● **Reading text**
## begin

Item 2.  Acquisition or Disposition of Assets

         Not applicable.

Item 3.  Bankruptcy or Receivership

         Not applicable.

Item 4.  Changes in Registrant's Certifying Accountant

         On May 14, 1996, Community Investors Bancorp, Inc. (the
         "Corporation"), with the approval of its Board of Directors, decided
         to change the Corporation's independent certified public accountants
         from Ernst & Young LLP to Grant Thornton LLP.  Ernst & Young LLP
         served as the Corporation's independent certified public accountants
         from 1967 through the fiscal year ended June 30, 1995.  The Board of
         Directors' decision to engage Grant Thornton LLP is based on the
         resources of that firm's community-based financial institution
         practice.  The Ernst & Young LLP reports on the consolidated financial
         statements of the Corporation for the past two years did not contain
         any adverse opinion or disclaimer of opinion, nor were they qualified
         or modified as to uncertainty, audit scope or accounting principles.
         There have not been any disagreements between the Corporation and
         Ernst & Young LLP on any matter of accounting principles or practices,
         consolidated financial statement disclosure or audit scope or
         procedure.

## end

[Rows from a pointing dataset]
## begin

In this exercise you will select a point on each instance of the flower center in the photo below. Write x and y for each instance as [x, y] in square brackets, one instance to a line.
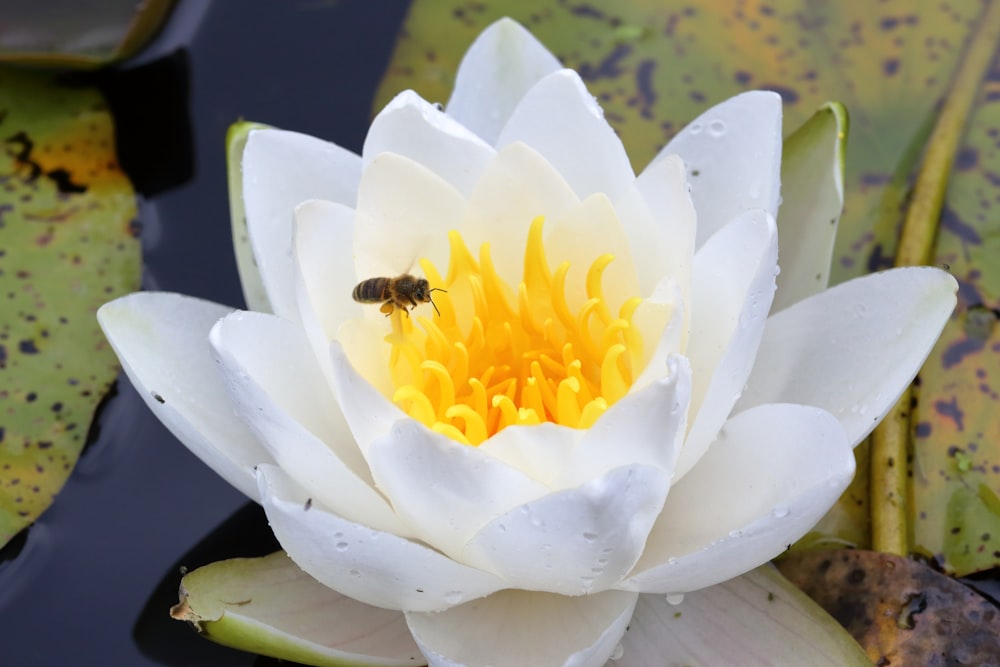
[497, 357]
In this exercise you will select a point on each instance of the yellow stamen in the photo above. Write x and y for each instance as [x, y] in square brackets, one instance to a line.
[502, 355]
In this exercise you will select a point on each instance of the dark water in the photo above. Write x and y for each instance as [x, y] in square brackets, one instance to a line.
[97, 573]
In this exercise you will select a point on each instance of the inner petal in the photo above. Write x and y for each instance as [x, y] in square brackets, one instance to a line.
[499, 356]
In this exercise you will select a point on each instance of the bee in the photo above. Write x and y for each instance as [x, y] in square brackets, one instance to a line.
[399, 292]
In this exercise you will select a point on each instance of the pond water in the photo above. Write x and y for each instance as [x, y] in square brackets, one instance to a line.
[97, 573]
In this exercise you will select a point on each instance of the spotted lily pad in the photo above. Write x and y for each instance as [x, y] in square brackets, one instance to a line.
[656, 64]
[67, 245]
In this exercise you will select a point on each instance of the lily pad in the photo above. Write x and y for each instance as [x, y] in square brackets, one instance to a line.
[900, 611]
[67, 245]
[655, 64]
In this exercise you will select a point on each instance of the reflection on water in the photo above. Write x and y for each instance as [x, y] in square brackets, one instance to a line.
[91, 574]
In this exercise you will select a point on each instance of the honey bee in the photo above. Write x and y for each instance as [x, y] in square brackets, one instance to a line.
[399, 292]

## end
## begin

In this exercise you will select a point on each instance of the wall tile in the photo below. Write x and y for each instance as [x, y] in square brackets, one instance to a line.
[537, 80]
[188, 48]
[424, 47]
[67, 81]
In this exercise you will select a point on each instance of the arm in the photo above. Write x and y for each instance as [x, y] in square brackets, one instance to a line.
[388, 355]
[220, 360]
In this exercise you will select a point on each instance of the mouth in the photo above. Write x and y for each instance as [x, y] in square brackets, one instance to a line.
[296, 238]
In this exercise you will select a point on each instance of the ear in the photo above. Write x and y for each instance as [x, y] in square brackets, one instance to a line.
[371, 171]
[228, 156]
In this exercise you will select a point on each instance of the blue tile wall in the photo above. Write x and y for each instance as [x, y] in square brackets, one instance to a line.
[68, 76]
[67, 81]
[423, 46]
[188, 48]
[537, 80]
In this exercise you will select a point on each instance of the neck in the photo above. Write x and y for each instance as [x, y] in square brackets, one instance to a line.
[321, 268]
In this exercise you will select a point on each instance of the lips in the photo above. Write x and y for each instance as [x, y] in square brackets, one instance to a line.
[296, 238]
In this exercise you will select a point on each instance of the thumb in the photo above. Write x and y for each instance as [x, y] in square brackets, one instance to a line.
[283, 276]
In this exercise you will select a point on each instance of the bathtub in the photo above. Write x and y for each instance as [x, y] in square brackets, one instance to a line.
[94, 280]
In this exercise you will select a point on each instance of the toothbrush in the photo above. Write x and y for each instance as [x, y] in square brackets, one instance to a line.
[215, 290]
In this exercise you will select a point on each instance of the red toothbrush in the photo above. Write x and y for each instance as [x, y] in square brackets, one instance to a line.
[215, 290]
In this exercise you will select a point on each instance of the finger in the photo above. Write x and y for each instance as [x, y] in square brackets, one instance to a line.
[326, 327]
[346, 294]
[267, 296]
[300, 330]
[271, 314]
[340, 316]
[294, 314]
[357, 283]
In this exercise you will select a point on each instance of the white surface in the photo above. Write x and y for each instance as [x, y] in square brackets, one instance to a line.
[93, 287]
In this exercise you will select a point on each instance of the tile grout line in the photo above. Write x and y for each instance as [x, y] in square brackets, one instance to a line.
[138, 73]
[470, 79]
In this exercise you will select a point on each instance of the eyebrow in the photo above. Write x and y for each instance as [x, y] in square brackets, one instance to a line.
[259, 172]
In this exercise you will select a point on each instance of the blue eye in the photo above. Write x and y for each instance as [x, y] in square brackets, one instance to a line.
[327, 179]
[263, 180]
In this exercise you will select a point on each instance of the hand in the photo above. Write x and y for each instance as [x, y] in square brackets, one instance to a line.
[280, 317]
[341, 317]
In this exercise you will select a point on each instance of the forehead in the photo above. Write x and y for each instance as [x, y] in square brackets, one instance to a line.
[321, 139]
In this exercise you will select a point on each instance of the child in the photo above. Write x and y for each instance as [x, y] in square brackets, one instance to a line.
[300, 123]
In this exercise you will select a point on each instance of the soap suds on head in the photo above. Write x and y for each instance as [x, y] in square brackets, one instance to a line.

## end

● **Set exercise 1**
According to the filing text, which firm did the Corporation choose as its new independent certified public accountants?
● **Set exercise 2**
Do these statements agree with the filing text? Answer yes or no for each, quoting the words that decide it. (a) Ernst & Young LLP began serving as the Corporation's accountants in 1967. (b) The Corporation and Ernst & Young LLP disagreed about audit scope. (c) The decision to change accountants was made on June 30, 1995.
● **Set exercise 3**
Continue the filing text from where it stops.

● **Response 1**
Grant Thornton LLP.

● **Response 2**
(a) Yes: "served as the Corporation's independent certified public accountants from 1967 through the fiscal year ended June 30, 1995"
(b) No: "There have not been any disagreements between the Corporation and Ernst & Young LLP on any matter of accounting principles or practices, consolidated financial statement disclosure or audit scope or procedure."
(c) No: "On May 14, 1996"

● **Response 3**
         Grant Thornton LLP has been engaged as the Corporation's independent
         certified public accountants effective as of May 14, 1996.  The
         Corporation has not requested or obtained any advice from Grant
         Thornton LLP concerning any material accounting, auditing or financial
         reporting issued regarding the application of accounting principles to
         a specified transaction or the type of audit opinion that might be
         rendered on the Corporation's consolidated financial statements.

Item 5.  Other Events

         Not applicable.

Item 6.  Resignation of Registrant's Directors

         Not applicable.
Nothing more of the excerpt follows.